--- START ---
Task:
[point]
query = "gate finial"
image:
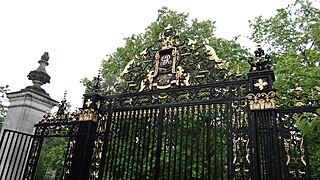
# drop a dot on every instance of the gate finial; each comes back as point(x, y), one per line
point(40, 76)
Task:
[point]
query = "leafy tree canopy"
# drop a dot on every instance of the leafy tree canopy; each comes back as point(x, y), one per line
point(3, 100)
point(294, 36)
point(201, 31)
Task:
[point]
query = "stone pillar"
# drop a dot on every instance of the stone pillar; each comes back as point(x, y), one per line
point(26, 109)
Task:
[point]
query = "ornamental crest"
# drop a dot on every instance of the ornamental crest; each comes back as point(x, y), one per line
point(174, 63)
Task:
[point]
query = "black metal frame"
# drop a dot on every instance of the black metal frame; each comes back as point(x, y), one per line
point(168, 118)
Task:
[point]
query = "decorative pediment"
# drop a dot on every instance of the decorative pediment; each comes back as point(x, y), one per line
point(174, 63)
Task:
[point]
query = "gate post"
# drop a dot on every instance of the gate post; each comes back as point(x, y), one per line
point(85, 138)
point(262, 101)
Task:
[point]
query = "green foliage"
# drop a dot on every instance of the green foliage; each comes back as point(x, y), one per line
point(52, 156)
point(294, 36)
point(200, 31)
point(309, 124)
point(3, 100)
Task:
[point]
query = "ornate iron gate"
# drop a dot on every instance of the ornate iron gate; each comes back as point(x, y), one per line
point(177, 112)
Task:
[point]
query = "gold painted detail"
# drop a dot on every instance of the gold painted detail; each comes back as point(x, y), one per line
point(88, 115)
point(69, 155)
point(88, 103)
point(262, 100)
point(174, 63)
point(260, 84)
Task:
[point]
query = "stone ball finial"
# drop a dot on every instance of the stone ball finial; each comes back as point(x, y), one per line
point(40, 76)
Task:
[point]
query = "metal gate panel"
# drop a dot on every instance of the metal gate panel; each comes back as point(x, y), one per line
point(14, 148)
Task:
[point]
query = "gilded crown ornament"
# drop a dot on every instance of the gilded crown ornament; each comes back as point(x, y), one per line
point(261, 61)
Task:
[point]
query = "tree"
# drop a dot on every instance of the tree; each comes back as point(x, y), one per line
point(294, 36)
point(3, 103)
point(201, 31)
point(126, 140)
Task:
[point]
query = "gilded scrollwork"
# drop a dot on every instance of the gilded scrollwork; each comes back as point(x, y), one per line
point(262, 100)
point(173, 63)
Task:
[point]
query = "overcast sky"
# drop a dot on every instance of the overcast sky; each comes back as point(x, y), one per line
point(79, 34)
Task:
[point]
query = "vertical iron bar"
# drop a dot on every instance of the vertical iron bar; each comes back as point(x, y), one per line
point(216, 116)
point(155, 118)
point(191, 143)
point(149, 143)
point(114, 141)
point(131, 140)
point(164, 134)
point(143, 145)
point(126, 139)
point(208, 141)
point(177, 124)
point(25, 154)
point(158, 152)
point(23, 139)
point(105, 145)
point(120, 140)
point(203, 125)
point(141, 120)
point(135, 163)
point(170, 139)
point(197, 139)
point(110, 149)
point(276, 143)
point(186, 150)
point(182, 121)
point(222, 116)
point(14, 154)
point(8, 153)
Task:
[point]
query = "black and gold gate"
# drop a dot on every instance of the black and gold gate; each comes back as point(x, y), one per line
point(178, 112)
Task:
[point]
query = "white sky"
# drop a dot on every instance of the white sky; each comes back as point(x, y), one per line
point(79, 34)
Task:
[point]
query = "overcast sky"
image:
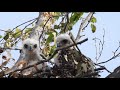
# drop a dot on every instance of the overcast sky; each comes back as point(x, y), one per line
point(107, 20)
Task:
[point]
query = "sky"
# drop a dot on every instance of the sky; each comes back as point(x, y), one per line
point(105, 20)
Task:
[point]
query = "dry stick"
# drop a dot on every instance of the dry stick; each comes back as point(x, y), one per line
point(23, 23)
point(61, 48)
point(82, 24)
point(110, 59)
point(43, 29)
point(67, 17)
point(11, 48)
point(102, 43)
point(115, 56)
point(103, 67)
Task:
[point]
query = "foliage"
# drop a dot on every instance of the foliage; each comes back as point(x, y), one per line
point(48, 43)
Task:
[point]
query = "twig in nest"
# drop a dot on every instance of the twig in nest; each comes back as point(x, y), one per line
point(42, 61)
point(82, 27)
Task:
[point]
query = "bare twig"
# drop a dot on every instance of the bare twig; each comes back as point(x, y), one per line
point(3, 30)
point(82, 27)
point(110, 59)
point(67, 17)
point(11, 48)
point(43, 29)
point(55, 52)
point(103, 67)
point(23, 23)
point(113, 57)
point(102, 45)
--- END ---
* _TASK_:
Each line above should be printed again exactly, though the pictures should not be.

* _THE COMPLETED TASK_:
Task:
[point]
query = "gate finial"
image:
# drop a dot on every instance of the gate finial; each comes back as point(x, y), one per line
point(40, 76)
Task:
[point]
query = "leafy tree canopy"
# drop a dot on every instance of the leafy tree canopy; each comes back as point(x, y), one per line
point(3, 100)
point(294, 36)
point(201, 31)
Task:
[point]
query = "stone pillar"
# drop a dot on every instance of the stone pillar; each comes back as point(x, y), one per line
point(26, 109)
Task:
[point]
query = "ornamental crest"
# drop a dot on every instance of the ornamental crest; each comes back as point(x, y), one per line
point(174, 63)
Task:
[point]
query = "black metal frame"
# drop a dot on every instance of the black metal frame; each comes back as point(x, y), one per line
point(168, 118)
Task:
[point]
query = "decorative pediment"
# drop a dot on every instance of the decorative pediment; each comes back as point(x, y), one per line
point(174, 63)
Task:
[point]
query = "gate post"
# drop a dot on every instance of the gate post; each comes back as point(x, y), one per line
point(85, 138)
point(262, 101)
Task:
[point]
query = "green foliage"
# drop a dot on every instance of the green foliage; each comes back as point(x, y), one per line
point(52, 156)
point(294, 36)
point(200, 31)
point(309, 124)
point(3, 100)
Task:
[point]
query = "ornate iron gate"
# drop a dot on every instance of the ornate iron gate; each comes back as point(x, y), one per line
point(177, 112)
Task:
[point]
query = "gold painted detail"
# drop a dot on every instance of the gold painted detail; each comes back as point(x, y), one per line
point(88, 115)
point(69, 155)
point(88, 103)
point(262, 100)
point(174, 63)
point(260, 84)
Task:
[point]
query = "stone ball finial"
# drop a dot on every instance of the stone ball finial; each comes back as point(x, y), one per line
point(40, 76)
Task:
[point]
query = "metal gate panel"
# drop a dot on every instance of the metal gate panel; each comes back as point(x, y), one per line
point(14, 148)
Task:
[point]
query = "gilded crown ornament"
# drop a dot on every instance of the gilded crown ornament; each comes back as point(x, y), one per line
point(261, 61)
Task:
[point]
query = "tree"
# drop a dot on every instance of the tree; each comes back as point(x, y), one per line
point(294, 36)
point(3, 103)
point(201, 31)
point(126, 140)
Task:
[point]
query = "gilded scrollwork"
# drop a dot on every instance of the gilded scrollwork; each comes back as point(x, y), one per line
point(262, 100)
point(173, 63)
Task:
[point]
query = "overcast sky"
# drop a dot on every instance of the overcast sky; each comes back as point(x, y), one per line
point(79, 34)
Task:
[point]
query = "vertical iron bar"
# drop a dot on every instance of the vertical iron bar; each comes back as point(x, y), one per line
point(216, 116)
point(155, 118)
point(191, 143)
point(149, 143)
point(114, 141)
point(131, 140)
point(164, 134)
point(143, 145)
point(126, 139)
point(208, 141)
point(177, 124)
point(25, 154)
point(158, 152)
point(23, 139)
point(105, 145)
point(120, 140)
point(203, 125)
point(141, 120)
point(135, 163)
point(170, 139)
point(197, 139)
point(110, 149)
point(276, 143)
point(186, 150)
point(182, 121)
point(222, 116)
point(14, 154)
point(8, 153)
Task:
[point]
query = "black and gold gate"
# drop a dot on every instance of the black and gold gate; each comes back as point(x, y), one per line
point(178, 112)
Task:
[point]
query = "white sky"
# drop a dot on every instance of the white sky; each comes back as point(x, y), one per line
point(79, 34)
Task:
[point]
query = "overcast sky"
image:
# drop a dot on every instance of the overcast sky; each comes back as point(x, y), one per line
point(107, 20)
Task:
[point]
query = "sky"
# drop a dot on every instance of the sky; each comes back as point(x, y), one per line
point(105, 20)
Task:
[point]
query = "dry stick"
# drop a dot on every instance of the dry stick; each comes back as point(x, y), one per line
point(23, 23)
point(61, 48)
point(82, 24)
point(110, 59)
point(43, 29)
point(67, 17)
point(11, 48)
point(102, 43)
point(115, 56)
point(103, 67)
Task:
[point]
query = "foliage"
# drop a dot on every instance of the foliage; each comes back as point(x, y), one per line
point(48, 43)
Task:
[point]
query = "twig in nest"
# drop a dot on every instance of the twig in nest; each comes back as point(x, y), one per line
point(42, 61)
point(82, 27)
Task:
[point]
query = "bare twig"
# drop a dot on every instance of the bare twig; each comes back as point(x, y), one per line
point(3, 30)
point(82, 27)
point(110, 59)
point(67, 17)
point(11, 48)
point(43, 29)
point(55, 52)
point(103, 67)
point(23, 23)
point(113, 57)
point(102, 45)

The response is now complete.